::: Materials provided :::
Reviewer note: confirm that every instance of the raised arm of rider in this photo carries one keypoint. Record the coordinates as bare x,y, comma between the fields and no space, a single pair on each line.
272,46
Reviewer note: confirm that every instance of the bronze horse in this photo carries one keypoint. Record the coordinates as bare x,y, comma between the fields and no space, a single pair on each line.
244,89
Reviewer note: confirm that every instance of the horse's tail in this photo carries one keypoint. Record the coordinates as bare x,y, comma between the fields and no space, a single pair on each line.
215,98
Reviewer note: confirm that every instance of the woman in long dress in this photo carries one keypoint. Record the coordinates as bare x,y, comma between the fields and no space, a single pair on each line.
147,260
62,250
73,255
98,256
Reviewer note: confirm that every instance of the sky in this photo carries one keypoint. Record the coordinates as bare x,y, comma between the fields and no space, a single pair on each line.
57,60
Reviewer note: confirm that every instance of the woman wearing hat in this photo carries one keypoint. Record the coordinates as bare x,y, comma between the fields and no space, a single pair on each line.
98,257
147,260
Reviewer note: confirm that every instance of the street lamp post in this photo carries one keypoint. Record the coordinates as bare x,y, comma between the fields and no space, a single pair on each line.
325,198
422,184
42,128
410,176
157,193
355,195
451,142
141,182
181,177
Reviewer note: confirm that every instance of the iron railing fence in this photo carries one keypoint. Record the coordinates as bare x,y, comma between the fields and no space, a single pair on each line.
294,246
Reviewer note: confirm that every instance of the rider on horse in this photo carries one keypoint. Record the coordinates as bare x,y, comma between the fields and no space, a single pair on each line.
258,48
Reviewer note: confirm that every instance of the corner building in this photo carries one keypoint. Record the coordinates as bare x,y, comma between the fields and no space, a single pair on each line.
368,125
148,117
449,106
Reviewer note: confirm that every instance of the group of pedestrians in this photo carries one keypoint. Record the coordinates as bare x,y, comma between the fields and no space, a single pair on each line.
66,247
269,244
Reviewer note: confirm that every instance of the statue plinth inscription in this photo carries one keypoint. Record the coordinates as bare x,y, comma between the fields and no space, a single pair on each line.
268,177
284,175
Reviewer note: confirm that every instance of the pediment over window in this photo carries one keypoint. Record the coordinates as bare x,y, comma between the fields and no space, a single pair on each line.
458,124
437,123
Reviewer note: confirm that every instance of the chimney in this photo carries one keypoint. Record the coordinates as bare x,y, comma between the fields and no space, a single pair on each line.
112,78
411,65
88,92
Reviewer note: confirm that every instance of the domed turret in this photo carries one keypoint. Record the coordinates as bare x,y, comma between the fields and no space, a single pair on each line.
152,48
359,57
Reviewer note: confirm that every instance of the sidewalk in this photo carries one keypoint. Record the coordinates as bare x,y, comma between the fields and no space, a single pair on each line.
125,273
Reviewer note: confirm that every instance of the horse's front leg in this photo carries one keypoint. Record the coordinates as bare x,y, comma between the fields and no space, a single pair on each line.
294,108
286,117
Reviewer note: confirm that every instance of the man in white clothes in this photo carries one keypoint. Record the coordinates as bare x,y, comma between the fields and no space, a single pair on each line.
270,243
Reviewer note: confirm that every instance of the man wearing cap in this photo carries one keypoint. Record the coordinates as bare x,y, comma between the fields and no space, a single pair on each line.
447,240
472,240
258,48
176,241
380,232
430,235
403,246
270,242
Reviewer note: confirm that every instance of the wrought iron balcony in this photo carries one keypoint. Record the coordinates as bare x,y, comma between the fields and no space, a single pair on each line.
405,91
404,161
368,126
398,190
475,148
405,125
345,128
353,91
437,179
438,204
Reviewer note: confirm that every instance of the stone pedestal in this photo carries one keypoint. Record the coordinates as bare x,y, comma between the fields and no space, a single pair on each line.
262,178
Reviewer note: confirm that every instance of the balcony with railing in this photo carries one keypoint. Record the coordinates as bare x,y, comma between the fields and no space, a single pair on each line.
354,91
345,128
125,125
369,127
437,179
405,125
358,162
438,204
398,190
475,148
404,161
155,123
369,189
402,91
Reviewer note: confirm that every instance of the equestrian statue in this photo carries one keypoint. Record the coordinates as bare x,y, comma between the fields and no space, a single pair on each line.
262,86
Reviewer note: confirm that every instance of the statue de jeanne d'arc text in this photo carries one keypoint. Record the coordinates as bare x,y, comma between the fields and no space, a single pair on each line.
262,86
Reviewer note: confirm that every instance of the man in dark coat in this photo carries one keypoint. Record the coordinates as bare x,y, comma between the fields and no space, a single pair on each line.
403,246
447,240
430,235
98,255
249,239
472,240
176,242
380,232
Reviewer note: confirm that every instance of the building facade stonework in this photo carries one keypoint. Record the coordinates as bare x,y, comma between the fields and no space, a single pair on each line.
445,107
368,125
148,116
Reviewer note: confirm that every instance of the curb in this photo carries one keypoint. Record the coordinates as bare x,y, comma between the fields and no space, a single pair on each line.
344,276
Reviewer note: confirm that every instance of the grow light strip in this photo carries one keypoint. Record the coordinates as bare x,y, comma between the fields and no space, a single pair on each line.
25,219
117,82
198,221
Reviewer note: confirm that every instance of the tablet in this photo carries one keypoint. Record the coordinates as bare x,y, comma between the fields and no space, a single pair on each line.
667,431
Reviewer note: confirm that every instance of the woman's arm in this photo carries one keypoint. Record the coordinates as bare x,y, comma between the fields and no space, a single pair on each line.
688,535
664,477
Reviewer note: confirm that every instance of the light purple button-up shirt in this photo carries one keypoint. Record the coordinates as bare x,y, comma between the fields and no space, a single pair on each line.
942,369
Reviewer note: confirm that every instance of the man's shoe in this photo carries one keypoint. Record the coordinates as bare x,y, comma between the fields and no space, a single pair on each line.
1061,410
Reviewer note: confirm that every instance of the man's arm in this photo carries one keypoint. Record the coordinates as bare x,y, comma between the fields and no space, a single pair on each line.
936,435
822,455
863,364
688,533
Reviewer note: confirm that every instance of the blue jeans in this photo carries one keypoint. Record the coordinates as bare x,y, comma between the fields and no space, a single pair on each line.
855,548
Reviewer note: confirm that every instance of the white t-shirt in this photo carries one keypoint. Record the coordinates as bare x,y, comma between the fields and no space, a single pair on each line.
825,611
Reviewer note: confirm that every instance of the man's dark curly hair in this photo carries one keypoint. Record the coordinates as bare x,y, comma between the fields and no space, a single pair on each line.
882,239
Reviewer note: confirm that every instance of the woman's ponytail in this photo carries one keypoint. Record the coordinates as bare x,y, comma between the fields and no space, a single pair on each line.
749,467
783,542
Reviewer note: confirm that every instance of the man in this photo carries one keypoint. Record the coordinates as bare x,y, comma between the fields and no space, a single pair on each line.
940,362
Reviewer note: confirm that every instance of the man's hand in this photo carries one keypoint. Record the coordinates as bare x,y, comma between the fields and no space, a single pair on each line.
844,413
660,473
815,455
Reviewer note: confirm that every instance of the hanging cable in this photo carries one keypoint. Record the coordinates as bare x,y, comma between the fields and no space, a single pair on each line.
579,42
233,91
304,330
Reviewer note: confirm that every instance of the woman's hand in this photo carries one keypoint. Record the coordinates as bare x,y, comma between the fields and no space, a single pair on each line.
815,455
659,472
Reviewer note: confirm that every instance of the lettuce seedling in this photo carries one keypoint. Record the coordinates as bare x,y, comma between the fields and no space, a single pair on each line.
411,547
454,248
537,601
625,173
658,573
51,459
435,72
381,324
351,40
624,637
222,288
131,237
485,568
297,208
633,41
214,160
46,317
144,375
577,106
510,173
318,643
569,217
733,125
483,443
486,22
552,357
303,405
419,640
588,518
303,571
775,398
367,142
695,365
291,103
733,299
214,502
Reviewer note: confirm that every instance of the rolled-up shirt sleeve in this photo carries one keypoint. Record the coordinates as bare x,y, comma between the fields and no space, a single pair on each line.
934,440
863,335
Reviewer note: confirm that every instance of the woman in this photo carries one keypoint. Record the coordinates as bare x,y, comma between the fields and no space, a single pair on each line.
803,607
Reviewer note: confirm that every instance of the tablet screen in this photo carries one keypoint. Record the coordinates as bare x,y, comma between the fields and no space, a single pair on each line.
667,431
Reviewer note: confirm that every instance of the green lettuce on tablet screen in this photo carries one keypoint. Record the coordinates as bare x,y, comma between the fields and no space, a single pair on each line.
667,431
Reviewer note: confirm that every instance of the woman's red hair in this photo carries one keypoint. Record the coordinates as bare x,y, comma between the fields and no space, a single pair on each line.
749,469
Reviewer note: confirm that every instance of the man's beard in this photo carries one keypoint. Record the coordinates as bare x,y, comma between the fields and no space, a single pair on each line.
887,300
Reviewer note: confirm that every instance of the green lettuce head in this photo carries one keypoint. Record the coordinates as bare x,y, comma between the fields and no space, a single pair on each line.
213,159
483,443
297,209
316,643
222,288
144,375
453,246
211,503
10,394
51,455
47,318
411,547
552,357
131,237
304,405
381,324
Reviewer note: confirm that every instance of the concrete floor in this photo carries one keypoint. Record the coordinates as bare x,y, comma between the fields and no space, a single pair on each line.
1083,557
:::
Brief:
Write out the stretch from the line containing "green lettuce on" through the end of the material, changing "concrete" to "wooden" and leaving everything else as it is.

Problem solution:
Reviewer note: confirm that every instance of the green lettuce on tablet screen in this photo carries one keypoint. Record the coordinates as bare x,y, comma between the fields and no space, a single pair on each line.
667,431
Reviewer note: confirm that every instance of the woman's red hair in this photo carries one keypoint. Record the coordinates as bare x,y, comma between the fields and no space, a single pair on each line.
749,469
Reviewer note: confirm that every instance of the man's beard in this photo carries one keypoint. Record the coordinates as bare x,y, comma between the fields and no space, a single pair on each line.
887,300
Reviewer note: confirm that every instance of the green lettuce head in this photo carries one keypoint. Record the coordinates as bare x,y, comma between the fields and no space, a single pair on each line.
213,159
483,443
297,209
316,643
222,288
144,375
453,246
211,503
10,394
51,455
47,318
411,547
552,357
131,237
304,405
381,324
Reviewer note: confirm that every instance of the wooden floor in this photo carries one keypoint. Record the coordinates as bare x,y, comma between the fields and no space, a single pair on each line.
1083,557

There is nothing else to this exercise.